**WHAT THE EXERCISE ASKS**: Repeat the whole listing. Keep it exact.
(DATA SHOWN begins)
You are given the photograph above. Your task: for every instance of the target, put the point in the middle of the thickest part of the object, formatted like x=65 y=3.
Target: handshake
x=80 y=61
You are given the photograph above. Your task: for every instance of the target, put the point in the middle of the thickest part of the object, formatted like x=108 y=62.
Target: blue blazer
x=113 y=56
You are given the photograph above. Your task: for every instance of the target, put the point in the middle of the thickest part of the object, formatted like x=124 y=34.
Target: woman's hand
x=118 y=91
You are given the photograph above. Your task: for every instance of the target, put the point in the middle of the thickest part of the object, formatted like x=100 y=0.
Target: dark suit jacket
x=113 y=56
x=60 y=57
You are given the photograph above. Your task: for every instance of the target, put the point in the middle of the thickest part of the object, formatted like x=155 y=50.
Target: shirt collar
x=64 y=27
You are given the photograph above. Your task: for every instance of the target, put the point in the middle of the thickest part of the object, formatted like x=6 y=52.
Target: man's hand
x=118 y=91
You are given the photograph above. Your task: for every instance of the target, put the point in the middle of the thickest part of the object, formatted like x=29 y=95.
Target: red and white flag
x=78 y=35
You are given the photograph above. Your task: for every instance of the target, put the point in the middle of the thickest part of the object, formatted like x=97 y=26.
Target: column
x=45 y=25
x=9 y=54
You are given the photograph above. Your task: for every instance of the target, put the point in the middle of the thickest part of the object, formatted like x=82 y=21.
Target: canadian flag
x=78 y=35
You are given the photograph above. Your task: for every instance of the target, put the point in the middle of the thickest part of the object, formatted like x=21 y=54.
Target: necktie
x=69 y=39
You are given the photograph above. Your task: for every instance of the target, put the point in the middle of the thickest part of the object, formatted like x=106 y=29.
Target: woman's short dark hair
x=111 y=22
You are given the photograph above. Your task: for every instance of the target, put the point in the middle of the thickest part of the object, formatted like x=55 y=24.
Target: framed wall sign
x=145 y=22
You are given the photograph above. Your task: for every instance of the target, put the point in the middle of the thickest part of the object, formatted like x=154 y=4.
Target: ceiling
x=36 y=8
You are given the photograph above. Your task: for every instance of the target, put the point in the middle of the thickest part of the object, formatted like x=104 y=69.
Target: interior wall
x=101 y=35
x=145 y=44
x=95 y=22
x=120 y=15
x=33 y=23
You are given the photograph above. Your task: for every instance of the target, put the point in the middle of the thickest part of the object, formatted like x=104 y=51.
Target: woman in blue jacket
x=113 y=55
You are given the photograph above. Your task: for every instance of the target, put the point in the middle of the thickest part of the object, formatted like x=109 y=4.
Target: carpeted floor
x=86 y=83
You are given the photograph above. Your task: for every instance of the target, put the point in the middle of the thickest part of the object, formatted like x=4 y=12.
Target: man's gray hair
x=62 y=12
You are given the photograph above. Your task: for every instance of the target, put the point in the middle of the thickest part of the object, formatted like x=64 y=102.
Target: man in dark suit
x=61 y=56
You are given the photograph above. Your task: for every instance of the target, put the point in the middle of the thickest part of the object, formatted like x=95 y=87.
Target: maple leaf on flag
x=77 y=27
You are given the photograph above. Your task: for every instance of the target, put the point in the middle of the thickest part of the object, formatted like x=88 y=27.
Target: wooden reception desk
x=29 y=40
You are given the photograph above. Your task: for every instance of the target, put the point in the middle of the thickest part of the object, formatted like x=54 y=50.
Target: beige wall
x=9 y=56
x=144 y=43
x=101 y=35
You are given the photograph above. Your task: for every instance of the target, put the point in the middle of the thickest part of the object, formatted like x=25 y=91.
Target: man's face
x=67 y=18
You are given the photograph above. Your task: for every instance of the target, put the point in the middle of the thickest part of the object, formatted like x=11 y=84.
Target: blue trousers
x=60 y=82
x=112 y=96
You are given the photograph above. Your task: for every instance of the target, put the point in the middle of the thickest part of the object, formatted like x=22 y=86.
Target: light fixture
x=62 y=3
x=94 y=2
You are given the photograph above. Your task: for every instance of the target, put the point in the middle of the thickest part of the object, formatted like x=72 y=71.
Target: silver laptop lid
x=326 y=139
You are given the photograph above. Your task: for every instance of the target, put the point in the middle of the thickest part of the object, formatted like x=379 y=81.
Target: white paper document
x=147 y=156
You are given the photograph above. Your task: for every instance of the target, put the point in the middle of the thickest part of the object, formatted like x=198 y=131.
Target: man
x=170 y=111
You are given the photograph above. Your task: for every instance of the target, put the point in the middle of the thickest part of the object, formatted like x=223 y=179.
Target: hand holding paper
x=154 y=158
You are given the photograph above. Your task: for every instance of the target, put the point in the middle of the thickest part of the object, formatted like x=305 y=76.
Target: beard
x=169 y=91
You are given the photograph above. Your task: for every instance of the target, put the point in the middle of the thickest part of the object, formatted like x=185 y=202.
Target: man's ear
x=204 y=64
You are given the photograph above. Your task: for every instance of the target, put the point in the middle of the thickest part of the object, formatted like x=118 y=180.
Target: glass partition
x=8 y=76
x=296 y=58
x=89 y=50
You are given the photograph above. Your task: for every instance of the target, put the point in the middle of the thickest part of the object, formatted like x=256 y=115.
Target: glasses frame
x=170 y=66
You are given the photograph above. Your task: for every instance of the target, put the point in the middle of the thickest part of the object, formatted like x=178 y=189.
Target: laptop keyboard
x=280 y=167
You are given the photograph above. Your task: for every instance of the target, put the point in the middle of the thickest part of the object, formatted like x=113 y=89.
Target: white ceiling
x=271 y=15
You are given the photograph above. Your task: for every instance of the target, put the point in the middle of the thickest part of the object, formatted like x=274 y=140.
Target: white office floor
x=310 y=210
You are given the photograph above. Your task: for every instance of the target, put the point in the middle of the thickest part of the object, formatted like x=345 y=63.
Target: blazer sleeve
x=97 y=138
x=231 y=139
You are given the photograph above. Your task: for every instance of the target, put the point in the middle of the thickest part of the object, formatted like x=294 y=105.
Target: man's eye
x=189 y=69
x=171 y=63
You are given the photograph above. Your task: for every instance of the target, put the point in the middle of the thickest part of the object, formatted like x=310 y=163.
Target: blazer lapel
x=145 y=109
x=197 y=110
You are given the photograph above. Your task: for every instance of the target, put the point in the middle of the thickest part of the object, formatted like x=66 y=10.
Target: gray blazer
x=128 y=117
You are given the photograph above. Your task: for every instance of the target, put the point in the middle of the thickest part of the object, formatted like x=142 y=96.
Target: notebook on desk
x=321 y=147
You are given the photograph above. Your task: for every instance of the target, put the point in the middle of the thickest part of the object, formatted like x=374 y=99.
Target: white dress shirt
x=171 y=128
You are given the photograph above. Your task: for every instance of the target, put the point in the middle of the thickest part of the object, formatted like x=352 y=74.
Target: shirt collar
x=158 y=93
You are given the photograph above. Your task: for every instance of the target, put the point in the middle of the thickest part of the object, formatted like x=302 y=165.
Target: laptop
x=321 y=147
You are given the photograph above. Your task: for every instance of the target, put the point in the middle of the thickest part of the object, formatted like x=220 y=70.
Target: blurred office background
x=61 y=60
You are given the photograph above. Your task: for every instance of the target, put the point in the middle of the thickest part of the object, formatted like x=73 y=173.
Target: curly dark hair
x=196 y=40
(DATA SHOWN ends)
**RESPONSE TO THIS EXERCISE**:
You are given the photograph above. Your task: for every instance of the target, put the point in the middle of the thickest part of the object, formatted like x=65 y=3.
Target: handshake
x=80 y=61
You are given the photograph above. Your task: for every instance of the target, put the point in the middle of the thickest part of the object, formatted like x=108 y=62.
Target: blue blazer
x=113 y=56
You are given the photograph above. Your task: for every instance of the target, put the point in the middle of the thickest part of the object, formatted like x=124 y=34.
Target: woman's hand
x=118 y=91
You are given the photograph above. Your task: for every instance of the target, put the point in the middle of the thickest part of the object, formatted like x=100 y=0.
Target: dark suit jacket
x=113 y=56
x=60 y=57
You are given the photograph above. Your task: for every instance of the target, put the point in the middle of the thickest part of the object, formatted like x=155 y=50.
Target: shirt collar
x=64 y=27
You are given the photograph above. Your task: for every instance of the target, put the point in the middle of the thickest part of the object, formatted like x=6 y=52.
Target: man's hand
x=118 y=91
You are given the photograph above. Your task: for every instance of the target, put the point in the middle of the thickest part of the object, formatted like x=29 y=95.
Target: red and white flag
x=78 y=35
You are given the photograph above. Your task: for every instance of the target, put the point in the middle of the thickest part of the object, formatted like x=97 y=26.
Target: column
x=45 y=25
x=9 y=54
You are given the photograph above. Your task: for every instance of the target, put the point in the middle of the thickest part of the object, formatted like x=82 y=21.
Target: canadian flag
x=78 y=35
You are given the photograph above. Your task: for every instance of the target, put the point in the middle of the thickest part of the object, formatted like x=21 y=54.
Target: necktie
x=69 y=39
You are given the photograph above. Your task: for every instance of the target, put the point in the middle of the thickest part of the object, formatted like x=106 y=29.
Target: woman's short dark hair
x=111 y=22
You are given the photograph above. Your task: for every instance of the target, put the point in the middle of the thickest part of the object, formatted like x=55 y=24.
Target: framed wall sign
x=145 y=22
You are given the photograph above. Your task: for every instance of the target, put the point in the middle of the thickest part of the object, formatted like x=154 y=4.
Target: ceiling
x=36 y=8
You are given the photograph above. Your task: for every instance of the target, put the point in the middle of the thickest part of the object, formatted like x=104 y=69.
Target: interior wall
x=101 y=35
x=145 y=44
x=95 y=22
x=120 y=15
x=33 y=23
You are given the photograph above. Your task: for every instance of the target, put the point in the middle of the thickest part of the object, formatted like x=104 y=51.
Target: woman in blue jacket
x=113 y=55
You are given the photograph above. Your task: for every instance of the target, put the point in the middle of the thickest part of the object, formatted like x=109 y=4.
Target: carpeted floor
x=86 y=83
You are given the photograph above. Your task: for every instance of the target, put the point in the middle of the thickest part of the object, formatted like x=4 y=12.
Target: man's gray hair
x=62 y=12
You are given the photograph above. Your task: for every instance of the target, put the point in the middle of the thickest part of the object, formatted like x=64 y=102.
Target: man in dark suit
x=61 y=56
You are given the photograph above. Your task: for every instance of the target, put the point in the middle of the thickest part of the object, formatted like x=95 y=87.
Target: maple leaf on flag
x=77 y=27
You are given the photograph above. Your task: for every instance of the target, put the point in the middle of the thickest part of the object, formatted like x=88 y=27.
Target: wooden reception desk
x=29 y=40
You are given the photograph above. Your task: for every instance of the target, put the point in the middle of the thickest part of the object, formatted like x=54 y=50.
Target: beige wall
x=9 y=56
x=144 y=43
x=101 y=35
You are given the photograph above. Your task: for every instance of the target, put the point in the middle of the thickest part of the object, formatted like x=25 y=91.
Target: man's face
x=67 y=18
You are given the photograph above. Your task: for every instance of the target, put the point in the middle of the thickest part of the object, formatted like x=11 y=84.
Target: blue trousers
x=60 y=82
x=112 y=96
You are given the photograph above. Your task: for every instance of the target, put the point in the middle of the thickest part of the object, formatted like x=22 y=86.
Target: light fixture
x=62 y=3
x=94 y=2
You are given the photograph above. Your task: for every instance of the target, put the point in the middle of the thickest part of the object, formatted like x=72 y=71.
Target: silver laptop lid
x=326 y=139
You are given the photograph above. Your task: for every instance of the target, put the point in the middle of the thickest part of the object, formatted like x=379 y=81.
Target: white paper document
x=147 y=156
You are given the photograph above. Your task: for every instance of the target, put the point in the middle of the thickest part of the object, formatted like x=198 y=131.
Target: man
x=170 y=111
You are given the photograph above. Your task: for every instance of the target, put the point in the middle of the thickest part of the object, formatted like x=223 y=179.
Target: hand holding paper
x=154 y=158
You are given the photograph above. Your task: for every instance of the target, put the point in the middle of the thickest part of the object, formatted like x=305 y=76.
Target: beard
x=169 y=91
You are given the photograph above. Your task: for every instance of the target, put the point in the middle of the thickest part of the object, formatted like x=185 y=202.
Target: man's ear
x=204 y=64
You are given the photograph above. Your task: for every instance of the target, put the point in the middle of the thickest part of the object, formatted like x=118 y=180.
Target: glass partition
x=8 y=76
x=296 y=58
x=89 y=50
You are given the photograph above. Your task: for every instance of the target, put the point in the middle of the thickest part of the object, formatted like x=256 y=115.
Target: glasses frame
x=170 y=66
You are given the photograph above. Your task: for every instance of the target, put the point in the middle of the thickest part of the object, formatted like x=178 y=189.
Target: laptop keyboard
x=280 y=167
You are given the photograph above. Your task: for every instance of the target, put the point in the middle of the thickest part of the object, formatted like x=113 y=89.
Target: white ceiling
x=271 y=15
You are given the photograph above. Your task: for every instance of the target, put the point in the middle of the thickest part of the object, formatted like x=274 y=140.
Target: white office floor
x=310 y=210
You are given the photograph above. Your task: for every instance of the target, put the point in the middle of the thickest part of the object, formatted like x=345 y=63.
Target: blazer sleeve
x=97 y=138
x=231 y=139
You are given the photograph above. Your task: for every instance of the target, put the point in the middle of the thickest part of the object, formatted like x=294 y=105.
Target: man's eye
x=189 y=69
x=171 y=63
You are given the photograph above. Your task: for every instance of the target, put the point in the middle of the thickest part of the object, formatted like x=310 y=163.
Target: blazer lapel
x=145 y=109
x=197 y=110
You are given the photograph above. Your task: for every instance of the target, put the point in the middle of the thickest part of the object, formatted like x=66 y=10.
Target: gray blazer
x=128 y=117
You are given the photograph above. Your task: for every instance of the target, put the point in the middle of the thickest part of the object, formatted like x=142 y=96.
Target: notebook on desk
x=321 y=147
You are given the photograph above. Your task: for every instance of the target, put the point in the middle of the thickest part of the object, formatted like x=374 y=99.
Target: white dress shirt
x=171 y=128
You are given the photograph above. Your task: for every instance of the target, put the point in the middle of the thickest part of the object, formatted like x=352 y=74.
Target: shirt collar
x=158 y=93
You are given the photograph above. Your task: for every instance of the target, put the point in the middle of the thickest part of the object, formatted like x=302 y=165.
Target: laptop
x=321 y=147
You are given the photograph above. Your task: for every instance of the target, put the point in the middle of the thickest part of the object, formatted like x=220 y=70.
Target: blurred office background
x=61 y=60
You are given the photograph above. Your task: for every instance of the target, put the point in the middle of the thickest part of the object, formatted like x=73 y=173.
Target: curly dark hair
x=196 y=40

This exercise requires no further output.